| Task item |
Return the material exactly, first line through the line containing "Guideline: for every instance of the neighboring", and nothing more. Pictures stay out.

*** Opening Material shown ***

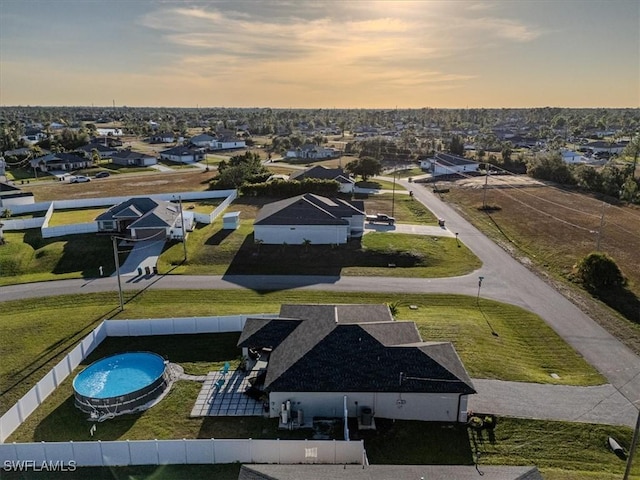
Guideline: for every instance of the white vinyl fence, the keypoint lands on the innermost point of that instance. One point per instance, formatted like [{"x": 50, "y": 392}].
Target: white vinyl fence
[
  {"x": 92, "y": 227},
  {"x": 155, "y": 452},
  {"x": 110, "y": 201},
  {"x": 196, "y": 451},
  {"x": 17, "y": 414}
]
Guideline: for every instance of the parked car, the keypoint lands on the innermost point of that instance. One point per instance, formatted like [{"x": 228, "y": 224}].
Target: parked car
[
  {"x": 79, "y": 179},
  {"x": 381, "y": 218}
]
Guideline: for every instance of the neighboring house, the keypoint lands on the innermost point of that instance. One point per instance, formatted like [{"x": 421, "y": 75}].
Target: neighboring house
[
  {"x": 309, "y": 217},
  {"x": 608, "y": 147},
  {"x": 313, "y": 152},
  {"x": 17, "y": 152},
  {"x": 203, "y": 140},
  {"x": 103, "y": 151},
  {"x": 142, "y": 218},
  {"x": 571, "y": 157},
  {"x": 165, "y": 137},
  {"x": 130, "y": 158},
  {"x": 60, "y": 161},
  {"x": 183, "y": 154},
  {"x": 386, "y": 472},
  {"x": 448, "y": 164},
  {"x": 32, "y": 135},
  {"x": 228, "y": 143},
  {"x": 107, "y": 141},
  {"x": 325, "y": 358},
  {"x": 347, "y": 184},
  {"x": 12, "y": 195}
]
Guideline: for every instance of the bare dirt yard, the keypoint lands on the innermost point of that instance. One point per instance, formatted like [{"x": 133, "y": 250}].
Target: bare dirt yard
[
  {"x": 123, "y": 184},
  {"x": 551, "y": 228}
]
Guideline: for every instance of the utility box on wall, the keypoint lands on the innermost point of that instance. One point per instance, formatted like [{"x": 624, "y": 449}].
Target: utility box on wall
[{"x": 231, "y": 221}]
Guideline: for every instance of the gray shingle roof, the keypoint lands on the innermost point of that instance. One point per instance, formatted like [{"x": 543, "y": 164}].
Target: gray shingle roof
[
  {"x": 130, "y": 155},
  {"x": 150, "y": 213},
  {"x": 318, "y": 171},
  {"x": 307, "y": 209},
  {"x": 342, "y": 348}
]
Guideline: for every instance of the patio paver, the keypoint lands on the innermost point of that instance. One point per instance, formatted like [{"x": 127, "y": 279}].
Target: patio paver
[{"x": 229, "y": 399}]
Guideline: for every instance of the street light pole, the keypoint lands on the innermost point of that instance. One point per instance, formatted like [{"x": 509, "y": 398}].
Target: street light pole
[
  {"x": 117, "y": 262},
  {"x": 479, "y": 285},
  {"x": 184, "y": 233}
]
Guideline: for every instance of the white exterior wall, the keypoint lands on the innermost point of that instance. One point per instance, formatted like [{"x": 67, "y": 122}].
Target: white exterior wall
[
  {"x": 347, "y": 187},
  {"x": 12, "y": 201},
  {"x": 439, "y": 169},
  {"x": 296, "y": 234},
  {"x": 356, "y": 225},
  {"x": 430, "y": 407},
  {"x": 216, "y": 145}
]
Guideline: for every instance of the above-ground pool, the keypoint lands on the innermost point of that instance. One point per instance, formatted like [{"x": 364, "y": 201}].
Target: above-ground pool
[{"x": 120, "y": 383}]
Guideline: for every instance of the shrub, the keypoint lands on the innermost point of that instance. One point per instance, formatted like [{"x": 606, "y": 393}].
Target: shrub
[{"x": 599, "y": 271}]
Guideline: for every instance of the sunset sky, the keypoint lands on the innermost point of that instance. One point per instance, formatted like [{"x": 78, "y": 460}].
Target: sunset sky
[{"x": 320, "y": 54}]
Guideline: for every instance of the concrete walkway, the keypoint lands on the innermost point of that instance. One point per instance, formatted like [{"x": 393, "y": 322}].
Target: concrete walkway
[
  {"x": 599, "y": 404},
  {"x": 143, "y": 256},
  {"x": 430, "y": 230}
]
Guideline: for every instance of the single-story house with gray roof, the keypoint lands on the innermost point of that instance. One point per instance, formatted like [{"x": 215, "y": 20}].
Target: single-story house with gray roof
[
  {"x": 132, "y": 158},
  {"x": 60, "y": 161},
  {"x": 183, "y": 154},
  {"x": 448, "y": 164},
  {"x": 143, "y": 218},
  {"x": 323, "y": 357},
  {"x": 321, "y": 220},
  {"x": 347, "y": 184}
]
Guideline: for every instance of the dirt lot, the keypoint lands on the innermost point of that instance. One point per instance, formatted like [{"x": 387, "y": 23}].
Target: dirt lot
[
  {"x": 551, "y": 229},
  {"x": 124, "y": 184}
]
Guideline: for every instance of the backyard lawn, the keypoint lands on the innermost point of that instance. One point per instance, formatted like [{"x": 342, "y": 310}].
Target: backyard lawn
[
  {"x": 60, "y": 322},
  {"x": 561, "y": 450}
]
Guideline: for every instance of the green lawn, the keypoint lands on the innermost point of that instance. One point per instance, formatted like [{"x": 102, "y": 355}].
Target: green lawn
[
  {"x": 561, "y": 450},
  {"x": 27, "y": 257},
  {"x": 59, "y": 323},
  {"x": 68, "y": 217},
  {"x": 137, "y": 472}
]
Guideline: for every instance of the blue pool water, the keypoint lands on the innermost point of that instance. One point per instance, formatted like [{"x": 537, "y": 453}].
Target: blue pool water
[{"x": 119, "y": 375}]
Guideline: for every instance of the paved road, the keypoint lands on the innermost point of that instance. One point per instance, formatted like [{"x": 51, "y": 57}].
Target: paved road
[
  {"x": 504, "y": 279},
  {"x": 507, "y": 279}
]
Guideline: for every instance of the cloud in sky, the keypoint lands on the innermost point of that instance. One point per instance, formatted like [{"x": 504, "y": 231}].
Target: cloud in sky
[{"x": 299, "y": 54}]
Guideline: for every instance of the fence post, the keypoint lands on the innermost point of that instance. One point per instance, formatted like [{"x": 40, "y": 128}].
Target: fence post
[{"x": 185, "y": 450}]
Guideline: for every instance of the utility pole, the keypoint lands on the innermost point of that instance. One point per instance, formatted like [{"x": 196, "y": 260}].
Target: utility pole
[
  {"x": 600, "y": 229},
  {"x": 184, "y": 232},
  {"x": 479, "y": 285},
  {"x": 484, "y": 191},
  {"x": 632, "y": 449},
  {"x": 117, "y": 261}
]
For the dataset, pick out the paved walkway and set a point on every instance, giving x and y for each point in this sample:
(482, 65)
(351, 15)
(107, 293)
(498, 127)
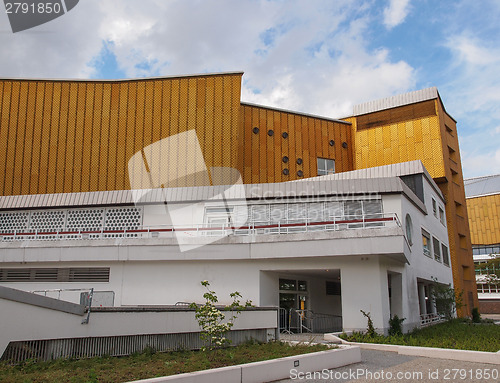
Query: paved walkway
(384, 366)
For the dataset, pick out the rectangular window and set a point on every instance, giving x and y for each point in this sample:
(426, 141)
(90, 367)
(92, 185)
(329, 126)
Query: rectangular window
(426, 243)
(325, 166)
(446, 256)
(441, 216)
(288, 284)
(333, 288)
(437, 249)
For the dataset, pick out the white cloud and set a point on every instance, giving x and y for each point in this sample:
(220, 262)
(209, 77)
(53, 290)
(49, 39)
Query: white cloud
(396, 12)
(311, 56)
(477, 164)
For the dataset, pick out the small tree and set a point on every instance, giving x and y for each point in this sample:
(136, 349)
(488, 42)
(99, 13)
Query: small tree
(446, 299)
(213, 322)
(370, 331)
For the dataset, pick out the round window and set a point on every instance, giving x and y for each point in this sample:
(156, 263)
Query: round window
(409, 229)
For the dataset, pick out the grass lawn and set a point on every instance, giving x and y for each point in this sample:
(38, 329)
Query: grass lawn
(145, 365)
(458, 334)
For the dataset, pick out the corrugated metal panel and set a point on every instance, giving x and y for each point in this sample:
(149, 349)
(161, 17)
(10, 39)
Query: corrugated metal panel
(395, 101)
(79, 348)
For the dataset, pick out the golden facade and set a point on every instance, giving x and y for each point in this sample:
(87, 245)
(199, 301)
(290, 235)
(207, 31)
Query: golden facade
(424, 131)
(484, 219)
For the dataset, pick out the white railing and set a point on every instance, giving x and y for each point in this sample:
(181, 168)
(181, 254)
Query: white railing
(303, 321)
(199, 230)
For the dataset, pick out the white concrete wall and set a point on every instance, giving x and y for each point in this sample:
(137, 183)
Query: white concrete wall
(27, 322)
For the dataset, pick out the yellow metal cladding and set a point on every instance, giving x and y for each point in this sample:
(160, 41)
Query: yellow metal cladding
(415, 139)
(306, 139)
(484, 219)
(424, 131)
(76, 136)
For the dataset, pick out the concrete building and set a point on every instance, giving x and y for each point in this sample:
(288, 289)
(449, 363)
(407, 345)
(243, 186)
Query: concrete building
(321, 249)
(483, 205)
(98, 156)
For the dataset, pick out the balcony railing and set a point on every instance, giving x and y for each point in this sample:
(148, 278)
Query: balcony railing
(200, 230)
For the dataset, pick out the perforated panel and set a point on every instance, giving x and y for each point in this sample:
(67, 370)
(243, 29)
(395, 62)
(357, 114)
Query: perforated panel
(129, 218)
(48, 220)
(85, 219)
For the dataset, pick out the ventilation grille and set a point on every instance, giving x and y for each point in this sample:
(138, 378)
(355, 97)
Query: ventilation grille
(72, 274)
(50, 349)
(48, 220)
(14, 221)
(85, 219)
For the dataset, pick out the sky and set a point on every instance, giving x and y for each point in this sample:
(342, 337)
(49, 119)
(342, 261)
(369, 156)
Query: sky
(314, 56)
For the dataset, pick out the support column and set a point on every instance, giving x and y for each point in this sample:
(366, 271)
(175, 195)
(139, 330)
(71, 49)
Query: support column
(421, 298)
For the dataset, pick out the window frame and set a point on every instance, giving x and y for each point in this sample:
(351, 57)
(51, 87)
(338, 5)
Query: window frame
(324, 170)
(427, 250)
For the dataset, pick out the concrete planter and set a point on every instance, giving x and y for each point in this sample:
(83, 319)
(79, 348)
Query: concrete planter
(269, 370)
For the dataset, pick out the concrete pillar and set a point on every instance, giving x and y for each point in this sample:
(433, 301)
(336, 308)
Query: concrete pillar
(432, 304)
(397, 295)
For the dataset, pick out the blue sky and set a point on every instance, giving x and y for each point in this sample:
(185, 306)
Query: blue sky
(315, 56)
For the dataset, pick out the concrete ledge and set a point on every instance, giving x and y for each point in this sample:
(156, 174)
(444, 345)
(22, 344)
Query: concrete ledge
(434, 352)
(443, 353)
(269, 370)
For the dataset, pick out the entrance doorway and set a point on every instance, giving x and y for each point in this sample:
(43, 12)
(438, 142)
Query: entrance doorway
(294, 302)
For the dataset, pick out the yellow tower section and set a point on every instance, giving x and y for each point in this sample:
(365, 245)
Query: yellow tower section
(484, 219)
(422, 130)
(78, 136)
(280, 146)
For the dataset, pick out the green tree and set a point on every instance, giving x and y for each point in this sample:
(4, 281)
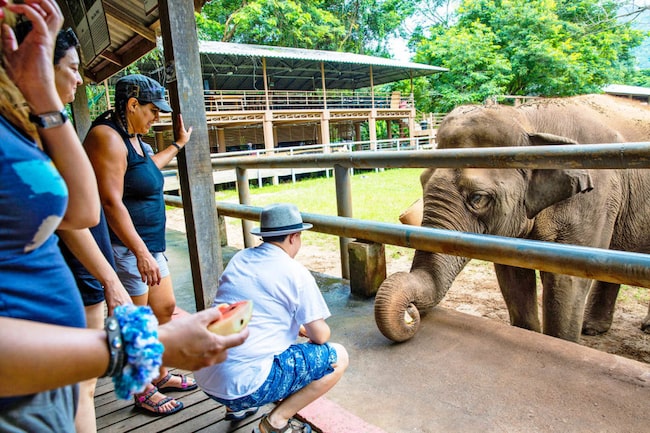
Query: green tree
(522, 47)
(359, 26)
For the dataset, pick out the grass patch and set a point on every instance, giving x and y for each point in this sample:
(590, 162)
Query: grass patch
(376, 196)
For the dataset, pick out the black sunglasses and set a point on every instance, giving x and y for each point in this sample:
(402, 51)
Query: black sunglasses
(69, 37)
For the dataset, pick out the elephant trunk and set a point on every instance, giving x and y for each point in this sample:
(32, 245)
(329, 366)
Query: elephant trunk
(403, 296)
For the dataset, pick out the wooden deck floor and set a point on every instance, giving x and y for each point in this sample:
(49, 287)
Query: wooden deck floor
(200, 414)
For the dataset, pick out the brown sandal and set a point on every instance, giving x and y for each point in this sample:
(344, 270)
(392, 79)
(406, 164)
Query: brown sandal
(186, 385)
(293, 426)
(144, 403)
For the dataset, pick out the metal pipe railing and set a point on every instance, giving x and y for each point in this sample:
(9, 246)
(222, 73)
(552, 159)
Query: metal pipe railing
(622, 267)
(592, 156)
(595, 263)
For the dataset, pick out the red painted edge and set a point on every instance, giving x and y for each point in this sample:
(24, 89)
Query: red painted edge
(328, 417)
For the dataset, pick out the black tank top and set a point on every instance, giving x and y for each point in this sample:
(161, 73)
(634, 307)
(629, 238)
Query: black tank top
(143, 191)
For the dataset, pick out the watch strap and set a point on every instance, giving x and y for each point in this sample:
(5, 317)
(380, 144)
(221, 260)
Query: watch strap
(50, 119)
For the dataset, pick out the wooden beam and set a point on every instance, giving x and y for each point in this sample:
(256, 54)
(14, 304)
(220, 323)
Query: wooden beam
(183, 69)
(129, 53)
(115, 12)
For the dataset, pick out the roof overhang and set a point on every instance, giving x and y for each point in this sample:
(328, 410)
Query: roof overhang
(231, 66)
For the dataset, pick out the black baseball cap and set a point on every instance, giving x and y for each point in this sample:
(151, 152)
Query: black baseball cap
(144, 89)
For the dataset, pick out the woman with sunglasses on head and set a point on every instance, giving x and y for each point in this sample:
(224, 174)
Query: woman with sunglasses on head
(47, 182)
(87, 252)
(131, 190)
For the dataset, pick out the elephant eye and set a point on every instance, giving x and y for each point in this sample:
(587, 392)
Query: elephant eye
(478, 200)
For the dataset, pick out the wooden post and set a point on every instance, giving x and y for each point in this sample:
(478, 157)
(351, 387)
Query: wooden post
(80, 112)
(183, 80)
(367, 267)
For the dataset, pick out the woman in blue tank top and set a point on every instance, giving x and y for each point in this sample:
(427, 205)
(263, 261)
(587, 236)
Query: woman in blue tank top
(131, 190)
(47, 183)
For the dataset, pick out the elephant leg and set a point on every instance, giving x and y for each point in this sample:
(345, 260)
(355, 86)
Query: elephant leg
(564, 305)
(519, 290)
(645, 325)
(599, 310)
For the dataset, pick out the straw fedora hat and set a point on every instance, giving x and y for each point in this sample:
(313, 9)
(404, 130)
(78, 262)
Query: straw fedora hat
(280, 219)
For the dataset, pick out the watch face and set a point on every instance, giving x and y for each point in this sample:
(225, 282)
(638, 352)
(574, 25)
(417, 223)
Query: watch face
(49, 120)
(52, 119)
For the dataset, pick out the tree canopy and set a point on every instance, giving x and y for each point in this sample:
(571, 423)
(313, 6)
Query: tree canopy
(358, 26)
(522, 47)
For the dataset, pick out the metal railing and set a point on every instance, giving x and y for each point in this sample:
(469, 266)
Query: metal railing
(255, 100)
(606, 265)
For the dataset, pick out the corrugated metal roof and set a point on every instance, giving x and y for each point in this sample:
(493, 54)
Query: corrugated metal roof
(231, 66)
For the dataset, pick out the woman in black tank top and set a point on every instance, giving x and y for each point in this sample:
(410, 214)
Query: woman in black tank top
(131, 190)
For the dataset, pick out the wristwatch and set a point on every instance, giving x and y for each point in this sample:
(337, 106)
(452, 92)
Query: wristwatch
(49, 120)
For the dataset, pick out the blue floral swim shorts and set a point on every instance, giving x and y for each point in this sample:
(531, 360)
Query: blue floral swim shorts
(292, 370)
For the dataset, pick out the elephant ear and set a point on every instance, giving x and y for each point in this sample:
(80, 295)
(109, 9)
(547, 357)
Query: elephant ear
(546, 186)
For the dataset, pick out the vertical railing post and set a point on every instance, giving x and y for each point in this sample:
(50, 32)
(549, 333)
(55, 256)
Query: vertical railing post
(344, 209)
(244, 198)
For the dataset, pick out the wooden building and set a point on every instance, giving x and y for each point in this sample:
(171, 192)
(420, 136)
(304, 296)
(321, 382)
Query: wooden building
(265, 97)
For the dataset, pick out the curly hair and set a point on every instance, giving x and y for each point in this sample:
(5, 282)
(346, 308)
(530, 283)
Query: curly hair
(12, 103)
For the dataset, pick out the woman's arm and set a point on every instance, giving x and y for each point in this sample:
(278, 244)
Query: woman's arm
(82, 244)
(108, 155)
(162, 158)
(30, 68)
(37, 356)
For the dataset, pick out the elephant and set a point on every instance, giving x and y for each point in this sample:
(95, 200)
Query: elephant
(596, 208)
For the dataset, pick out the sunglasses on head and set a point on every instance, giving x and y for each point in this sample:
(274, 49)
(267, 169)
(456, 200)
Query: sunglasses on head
(70, 37)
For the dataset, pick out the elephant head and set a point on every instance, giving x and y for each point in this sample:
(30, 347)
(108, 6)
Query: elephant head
(502, 202)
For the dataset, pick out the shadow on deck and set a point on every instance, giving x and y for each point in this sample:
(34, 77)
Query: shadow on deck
(200, 414)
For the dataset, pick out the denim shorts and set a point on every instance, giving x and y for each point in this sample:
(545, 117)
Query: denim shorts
(292, 370)
(126, 266)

*** Closing Material shown ***

| Answer to the exercise |
Guideline: for every instance of the white vinyl fence, the keypoint lands on the innermost point of that instance. One point per instance, formatted like [{"x": 50, "y": 392}].
Target: white vinyl fence
[
  {"x": 92, "y": 227},
  {"x": 155, "y": 452},
  {"x": 110, "y": 201},
  {"x": 196, "y": 451},
  {"x": 17, "y": 414}
]
Guideline: for every instance of the parked car, the keypoint lands on the innermost point of that instance. One point per instance, formatted like [{"x": 228, "y": 224}].
Target: parked car
[
  {"x": 79, "y": 179},
  {"x": 381, "y": 218}
]
Guideline: for every instance of the neighboring house, the keypoint lands on the innermost point of that instance. One point per instance, formatted like [{"x": 421, "y": 75}].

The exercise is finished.